ACTIONS TO TAKE »
A - In the email thread about DEC's GEM compiler back end, how often was BLISS regression tested?
B - Resume the email thread about DEC's GEM compiler back end, picking up right after its final line.

SELECTED TEXT »
::::
2018-01-28 Thread Timothe Litt

On 27-Jan-18 13:59, Clem Cole wrote:
>
>
> On Fri, Jan 26, 2018 at 4:28 PM, Timothe Litt  > wrote:
>
> I don't think there was any technical reason that the front end,
> IL optimizer, code generators and object generators couldn't have
> been separate sharable libraries - and separately
> patchable/upgradable. 
>
> ​I was under the impression that the shared libraries were just that
> and DEC was pretty tight about if the fix was in the backend, all
> front end languages had to be tested (more in a minute).​
>
I could be wrong - I followed GEM development off and on as a matter of
curiosity, but didn't get into the internals - however, I was under the
impression that GEM was built into the compilers from object libraries,
not linked as sharable images.  In any case, GEM was not exposed or
documented externally.  And I don't recall any language-independent
patch being issued for GEM - common issues resulted in a patch for each
language - however things were packaged.

What was regression tested internally was quite different from what was
released.  BLISS was regression tested daily, but rarely released (even
internally).  IIRC, there were a lot of GEM changes to support C
optimization and FORTRAN parallelization.  (And language changes.)  And
those languages were released fairly frequently to satisfy customers &
benchmarks.  But I tracked progress through the GEM and language
notesfiles, so I may have a skewed view. 

> But I suspect there was marketing (and qualification) pull toward
> hiding the boundaries when packaging.
>
> ​Maybe in marketing (undeserved) but qual was in important.​
>
>  
>
> After all, some 3rd party might have written a backend for a
> non-DEC architecture.
::::
MATERIAL PROVIDED »

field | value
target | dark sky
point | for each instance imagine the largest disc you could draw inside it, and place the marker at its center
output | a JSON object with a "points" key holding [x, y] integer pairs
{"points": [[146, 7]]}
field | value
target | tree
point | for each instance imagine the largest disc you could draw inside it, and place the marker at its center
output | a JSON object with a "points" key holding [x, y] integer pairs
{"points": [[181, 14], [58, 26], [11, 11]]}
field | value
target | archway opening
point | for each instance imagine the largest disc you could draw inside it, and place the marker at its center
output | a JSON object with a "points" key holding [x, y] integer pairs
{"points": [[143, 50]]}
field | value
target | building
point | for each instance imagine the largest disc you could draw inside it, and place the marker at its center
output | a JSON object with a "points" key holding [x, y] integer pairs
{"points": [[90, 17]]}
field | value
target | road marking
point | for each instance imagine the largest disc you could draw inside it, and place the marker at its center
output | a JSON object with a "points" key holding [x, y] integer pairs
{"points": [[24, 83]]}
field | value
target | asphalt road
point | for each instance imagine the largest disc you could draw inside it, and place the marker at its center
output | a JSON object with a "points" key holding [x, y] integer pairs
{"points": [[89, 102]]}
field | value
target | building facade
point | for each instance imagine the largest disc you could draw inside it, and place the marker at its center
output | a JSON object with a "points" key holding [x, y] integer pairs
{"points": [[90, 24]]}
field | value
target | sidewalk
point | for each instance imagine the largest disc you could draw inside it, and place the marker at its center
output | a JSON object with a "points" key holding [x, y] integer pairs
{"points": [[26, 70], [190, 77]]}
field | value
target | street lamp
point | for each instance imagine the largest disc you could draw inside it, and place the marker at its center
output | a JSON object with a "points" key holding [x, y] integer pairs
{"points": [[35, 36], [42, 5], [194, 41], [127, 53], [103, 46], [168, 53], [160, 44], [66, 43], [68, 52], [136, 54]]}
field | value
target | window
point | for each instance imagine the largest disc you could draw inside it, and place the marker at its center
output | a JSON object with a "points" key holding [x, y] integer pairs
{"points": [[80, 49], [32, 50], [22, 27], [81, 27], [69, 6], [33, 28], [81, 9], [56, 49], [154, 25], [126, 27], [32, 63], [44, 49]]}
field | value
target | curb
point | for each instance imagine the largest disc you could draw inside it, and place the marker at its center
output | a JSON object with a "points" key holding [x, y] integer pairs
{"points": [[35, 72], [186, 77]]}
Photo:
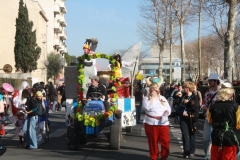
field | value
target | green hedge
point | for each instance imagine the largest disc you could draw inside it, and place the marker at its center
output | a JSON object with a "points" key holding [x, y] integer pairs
{"points": [[237, 92], [14, 82]]}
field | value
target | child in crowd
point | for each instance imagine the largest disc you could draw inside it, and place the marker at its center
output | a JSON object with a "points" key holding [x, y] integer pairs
{"points": [[19, 128]]}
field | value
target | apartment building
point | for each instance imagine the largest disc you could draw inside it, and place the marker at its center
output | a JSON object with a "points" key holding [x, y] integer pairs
{"points": [[49, 23], [56, 33]]}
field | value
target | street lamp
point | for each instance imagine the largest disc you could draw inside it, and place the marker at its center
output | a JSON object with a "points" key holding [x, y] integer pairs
{"points": [[63, 61], [46, 63]]}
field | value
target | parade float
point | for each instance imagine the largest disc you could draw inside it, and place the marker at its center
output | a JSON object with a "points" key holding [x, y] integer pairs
{"points": [[89, 118]]}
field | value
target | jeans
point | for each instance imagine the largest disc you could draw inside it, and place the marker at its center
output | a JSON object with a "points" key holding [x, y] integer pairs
{"points": [[188, 138], [53, 106], [29, 130], [207, 129], [138, 111]]}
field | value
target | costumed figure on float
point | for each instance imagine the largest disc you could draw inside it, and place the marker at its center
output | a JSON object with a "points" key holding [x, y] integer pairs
{"points": [[18, 103], [90, 68]]}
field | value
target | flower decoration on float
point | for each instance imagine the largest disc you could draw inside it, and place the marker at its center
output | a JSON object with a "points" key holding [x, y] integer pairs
{"points": [[139, 76], [94, 120]]}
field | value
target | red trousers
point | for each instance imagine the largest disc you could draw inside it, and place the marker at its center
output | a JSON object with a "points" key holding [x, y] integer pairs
{"points": [[226, 153], [157, 134]]}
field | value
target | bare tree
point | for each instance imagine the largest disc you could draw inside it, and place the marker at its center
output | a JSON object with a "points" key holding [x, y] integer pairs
{"points": [[154, 27], [181, 12], [224, 16]]}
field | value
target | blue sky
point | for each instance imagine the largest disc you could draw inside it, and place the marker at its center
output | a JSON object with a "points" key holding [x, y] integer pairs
{"points": [[112, 22]]}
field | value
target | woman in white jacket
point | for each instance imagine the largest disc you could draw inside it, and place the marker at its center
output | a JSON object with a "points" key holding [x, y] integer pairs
{"points": [[156, 122]]}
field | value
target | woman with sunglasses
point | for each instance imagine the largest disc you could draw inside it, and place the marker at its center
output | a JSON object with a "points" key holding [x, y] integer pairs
{"points": [[224, 116], [156, 122]]}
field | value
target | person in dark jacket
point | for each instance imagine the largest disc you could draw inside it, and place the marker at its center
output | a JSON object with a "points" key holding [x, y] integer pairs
{"points": [[138, 100], [52, 96], [62, 92], [97, 87], [29, 127], [188, 119], [224, 117], [177, 96]]}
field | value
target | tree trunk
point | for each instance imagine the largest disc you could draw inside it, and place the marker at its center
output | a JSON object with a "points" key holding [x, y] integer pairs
{"points": [[229, 41], [183, 73], [199, 42]]}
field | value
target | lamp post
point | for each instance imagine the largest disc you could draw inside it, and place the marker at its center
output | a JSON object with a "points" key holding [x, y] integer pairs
{"points": [[46, 63]]}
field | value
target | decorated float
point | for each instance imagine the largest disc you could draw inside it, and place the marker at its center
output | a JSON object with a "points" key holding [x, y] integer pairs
{"points": [[89, 118]]}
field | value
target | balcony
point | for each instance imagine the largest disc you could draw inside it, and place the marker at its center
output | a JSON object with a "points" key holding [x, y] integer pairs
{"points": [[63, 7], [57, 9], [63, 35], [57, 26], [57, 43], [62, 21]]}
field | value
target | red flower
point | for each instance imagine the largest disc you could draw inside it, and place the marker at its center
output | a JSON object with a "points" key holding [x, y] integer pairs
{"points": [[115, 84], [111, 95]]}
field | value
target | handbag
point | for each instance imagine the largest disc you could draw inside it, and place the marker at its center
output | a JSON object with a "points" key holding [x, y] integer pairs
{"points": [[181, 108]]}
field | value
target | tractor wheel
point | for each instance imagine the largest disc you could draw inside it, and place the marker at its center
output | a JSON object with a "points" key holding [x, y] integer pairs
{"points": [[72, 143], [115, 134], [129, 129]]}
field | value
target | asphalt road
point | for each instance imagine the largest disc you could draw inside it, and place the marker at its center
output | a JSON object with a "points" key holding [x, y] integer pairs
{"points": [[134, 145]]}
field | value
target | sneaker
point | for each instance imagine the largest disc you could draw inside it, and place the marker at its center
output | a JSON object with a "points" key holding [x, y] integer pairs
{"points": [[2, 150]]}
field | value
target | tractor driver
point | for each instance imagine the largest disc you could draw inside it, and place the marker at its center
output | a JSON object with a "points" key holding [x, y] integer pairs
{"points": [[97, 87]]}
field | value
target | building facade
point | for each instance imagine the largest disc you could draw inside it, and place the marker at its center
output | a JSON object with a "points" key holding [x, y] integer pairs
{"points": [[49, 23]]}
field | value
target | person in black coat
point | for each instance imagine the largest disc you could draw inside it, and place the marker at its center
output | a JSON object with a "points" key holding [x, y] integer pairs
{"points": [[62, 92], [188, 119], [224, 117]]}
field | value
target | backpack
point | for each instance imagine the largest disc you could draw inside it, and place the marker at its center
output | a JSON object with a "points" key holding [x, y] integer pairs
{"points": [[41, 110]]}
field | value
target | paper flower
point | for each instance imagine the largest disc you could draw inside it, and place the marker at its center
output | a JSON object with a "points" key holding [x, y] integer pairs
{"points": [[80, 117]]}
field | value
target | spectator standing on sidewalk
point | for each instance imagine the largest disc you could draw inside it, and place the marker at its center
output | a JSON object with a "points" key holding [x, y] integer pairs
{"points": [[29, 127], [52, 96], [177, 96], [156, 122], [224, 116], [208, 100], [188, 119], [138, 100], [62, 91]]}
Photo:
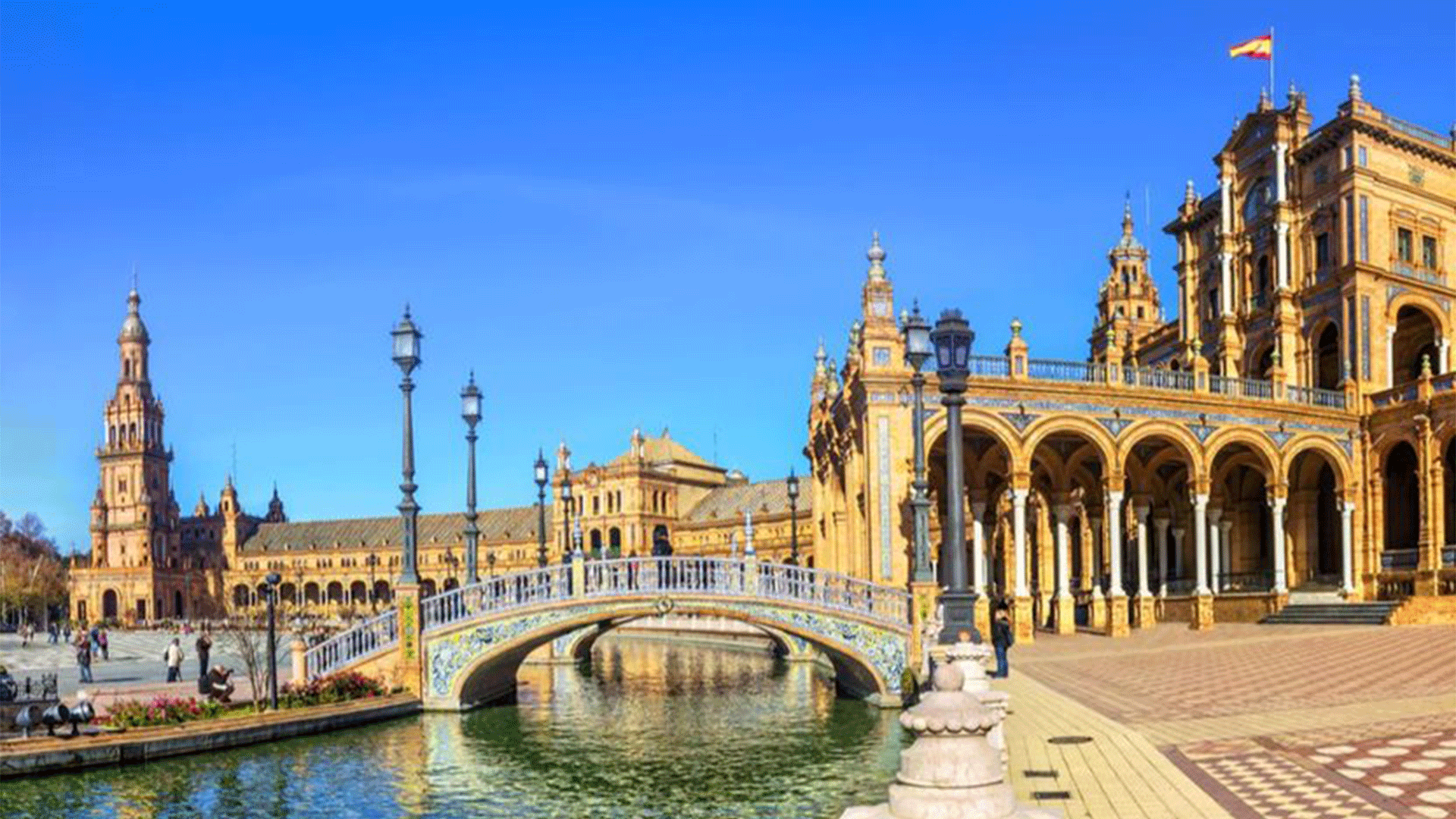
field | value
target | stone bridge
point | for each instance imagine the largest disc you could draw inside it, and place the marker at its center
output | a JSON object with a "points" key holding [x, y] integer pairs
{"points": [[463, 648]]}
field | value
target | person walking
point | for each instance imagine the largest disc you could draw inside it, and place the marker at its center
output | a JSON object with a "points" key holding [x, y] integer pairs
{"points": [[174, 659], [1002, 640], [83, 657], [204, 651]]}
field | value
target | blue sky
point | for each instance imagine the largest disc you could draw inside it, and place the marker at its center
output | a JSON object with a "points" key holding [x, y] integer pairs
{"points": [[618, 215]]}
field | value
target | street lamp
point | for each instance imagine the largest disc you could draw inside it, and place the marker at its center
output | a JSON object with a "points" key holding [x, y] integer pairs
{"points": [[952, 352], [542, 475], [794, 515], [471, 411], [406, 354], [918, 352], [273, 637]]}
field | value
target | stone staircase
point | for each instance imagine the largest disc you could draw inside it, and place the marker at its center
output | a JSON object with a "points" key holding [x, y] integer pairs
{"points": [[1332, 614]]}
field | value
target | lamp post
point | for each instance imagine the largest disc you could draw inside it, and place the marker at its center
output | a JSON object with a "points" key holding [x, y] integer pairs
{"points": [[471, 411], [542, 475], [918, 352], [794, 515], [406, 354], [273, 637], [952, 350]]}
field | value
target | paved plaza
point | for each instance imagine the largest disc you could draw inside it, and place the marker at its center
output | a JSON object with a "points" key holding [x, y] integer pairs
{"points": [[1247, 722]]}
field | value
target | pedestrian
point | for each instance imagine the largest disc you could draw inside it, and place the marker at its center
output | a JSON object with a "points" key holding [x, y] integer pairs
{"points": [[83, 657], [204, 651], [174, 659], [1002, 639]]}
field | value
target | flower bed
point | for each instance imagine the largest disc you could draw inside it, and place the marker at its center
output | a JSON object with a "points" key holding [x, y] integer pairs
{"points": [[334, 689], [161, 711]]}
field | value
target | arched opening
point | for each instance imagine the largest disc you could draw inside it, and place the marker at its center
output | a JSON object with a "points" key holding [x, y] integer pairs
{"points": [[1239, 510], [1313, 522], [1413, 341], [1402, 507], [1327, 357]]}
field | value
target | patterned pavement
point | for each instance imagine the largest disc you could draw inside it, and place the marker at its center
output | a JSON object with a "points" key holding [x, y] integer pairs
{"points": [[1280, 723]]}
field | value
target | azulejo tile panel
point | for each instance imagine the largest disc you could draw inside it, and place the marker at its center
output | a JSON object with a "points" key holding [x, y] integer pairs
{"points": [[450, 657]]}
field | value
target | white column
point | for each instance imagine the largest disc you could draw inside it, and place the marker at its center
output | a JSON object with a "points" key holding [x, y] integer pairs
{"points": [[1018, 518], [1200, 539], [1280, 582], [1347, 510], [1114, 541], [1389, 356], [1226, 545], [977, 548], [1144, 548], [1063, 513], [1213, 548], [1161, 553]]}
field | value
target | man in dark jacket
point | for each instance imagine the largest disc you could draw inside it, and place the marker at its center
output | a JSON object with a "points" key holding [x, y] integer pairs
{"points": [[1002, 639]]}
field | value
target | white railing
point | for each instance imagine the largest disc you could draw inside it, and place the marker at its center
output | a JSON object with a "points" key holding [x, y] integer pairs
{"points": [[347, 648], [1316, 397], [1241, 388], [500, 594]]}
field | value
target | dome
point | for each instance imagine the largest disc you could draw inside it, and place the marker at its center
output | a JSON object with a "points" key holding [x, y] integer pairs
{"points": [[133, 328]]}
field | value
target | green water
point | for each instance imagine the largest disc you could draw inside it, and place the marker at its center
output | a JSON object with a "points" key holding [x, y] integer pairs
{"points": [[650, 730]]}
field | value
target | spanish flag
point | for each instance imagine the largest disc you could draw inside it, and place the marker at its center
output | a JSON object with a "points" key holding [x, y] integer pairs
{"points": [[1260, 49]]}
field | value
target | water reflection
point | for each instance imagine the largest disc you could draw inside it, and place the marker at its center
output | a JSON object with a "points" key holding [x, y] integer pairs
{"points": [[650, 730]]}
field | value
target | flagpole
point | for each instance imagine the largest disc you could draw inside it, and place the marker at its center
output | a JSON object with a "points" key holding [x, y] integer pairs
{"points": [[1272, 66]]}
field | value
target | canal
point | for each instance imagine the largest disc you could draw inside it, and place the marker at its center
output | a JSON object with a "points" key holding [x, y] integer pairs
{"points": [[651, 729]]}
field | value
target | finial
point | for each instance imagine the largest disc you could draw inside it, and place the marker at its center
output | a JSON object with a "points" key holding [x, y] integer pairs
{"points": [[877, 259]]}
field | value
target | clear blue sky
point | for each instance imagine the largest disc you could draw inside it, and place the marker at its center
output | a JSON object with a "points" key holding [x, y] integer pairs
{"points": [[619, 215]]}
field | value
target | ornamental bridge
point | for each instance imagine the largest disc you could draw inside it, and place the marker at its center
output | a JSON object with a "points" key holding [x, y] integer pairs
{"points": [[463, 648]]}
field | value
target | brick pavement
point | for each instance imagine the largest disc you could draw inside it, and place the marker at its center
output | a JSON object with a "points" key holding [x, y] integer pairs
{"points": [[1260, 722]]}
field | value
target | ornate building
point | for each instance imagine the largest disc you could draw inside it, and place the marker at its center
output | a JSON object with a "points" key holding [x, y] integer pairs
{"points": [[1291, 433], [152, 563]]}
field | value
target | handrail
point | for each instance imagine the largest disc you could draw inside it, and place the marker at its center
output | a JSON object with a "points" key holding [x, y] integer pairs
{"points": [[350, 646]]}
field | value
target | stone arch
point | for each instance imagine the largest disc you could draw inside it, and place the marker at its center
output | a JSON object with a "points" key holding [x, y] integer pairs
{"points": [[478, 664]]}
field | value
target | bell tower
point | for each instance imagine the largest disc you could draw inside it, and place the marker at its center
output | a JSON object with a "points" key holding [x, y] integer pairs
{"points": [[1128, 303], [133, 521]]}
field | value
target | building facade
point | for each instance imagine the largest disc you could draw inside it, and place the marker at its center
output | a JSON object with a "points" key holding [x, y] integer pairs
{"points": [[1292, 430], [150, 563]]}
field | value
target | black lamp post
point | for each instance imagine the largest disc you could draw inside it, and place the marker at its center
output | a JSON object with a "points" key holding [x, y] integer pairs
{"points": [[542, 477], [952, 352], [406, 354], [471, 411], [918, 352], [273, 637], [794, 516]]}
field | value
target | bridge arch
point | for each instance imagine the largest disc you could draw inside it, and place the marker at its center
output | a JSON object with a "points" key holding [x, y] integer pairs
{"points": [[478, 662]]}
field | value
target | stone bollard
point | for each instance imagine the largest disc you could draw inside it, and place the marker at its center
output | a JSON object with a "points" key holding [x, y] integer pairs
{"points": [[951, 771]]}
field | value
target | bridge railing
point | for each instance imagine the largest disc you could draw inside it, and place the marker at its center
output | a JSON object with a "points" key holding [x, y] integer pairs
{"points": [[737, 577], [347, 648], [500, 594]]}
::::
RESULTS FOR THE EXERCISE »
A - BLISS was regression tested daily.

B -
>
> ​Unlikely -  the sad truth is that when both the K folks and Intel
> compiler groups had access to the all the code and the doc (and the
> people that designed it), guess what code base was used..  not GEM.​
>
That's reality - in a different space-time continuum. 

In the original (DEC-centric) STC, those decisions were made from the
point of view of DEC being the center of the universe, and not wanting
DEC's IP to leak onto other architectures.  Either BLISS itself, or
products coded in it.  The same view that didn't license XMI; greatly
restricted BI licenses; and was too little too late with expanding the
Alpha ecosystem.  (Contrast with PDP-11, where every Unibus system came
with a license grant to build a peripheral...)

Similarly, the DECision on BLISS pricing made sense if you looked at
what DEC invested (I think Brender's paper said a team of 16 people
(pre-GEM) and a couple of $M) and what having it was worth to DEC
engineering.  It didn't recognize how customers would value BLISS, or
what adoption by a wider crowd would be worth to DEC in the long run.

In the current STC, well, I saw a lot of NIH in Intel.  I suspect that
what you report amounts to "Why tear up a "perfectly good compiler" to
incorporate technology from a "failed company", when the result isn't
directly marketable?" 

Of course, both share the same defect - a shortsighted world view. 
Which is easy to see a few decades later.

> Grove used to say the DEC (Gem) compiler DNA was being ground up and
> reinserted into the Intel compiler.   To this day the Intel IL is not
> as rich as the Gem IL and it drives a lot of the old DEC team crazy.  
> From what I gather, the closest IL has been what LLVM did, but I
> gather than is still pretty weak for some language structures such as
> FORTRAN (and I believe PL/1).
>
I wouldn't know; it's been a long time since I dabbled in compilers. 
Mostly pre-GEM timeframe.  But I'm not surprised.  GEM was built &
evolved by engineers from the ground up to support multiple languages at
equivalent optimization levels.  Most other ILs start as an internal
tool for one language; when extended, the rule is to make minimal
changes to support each additional language.  This keeps short term
costs down (regressions against and changes to the first language - and
tools), but you lose expressiveness (and optimizations).  And it ends up
being warty and hackish.  But the incremental cost of the next wart/hack
is always less than the cost of rototilling.  There's probably a formal
proof to derive NIH from this observation :-)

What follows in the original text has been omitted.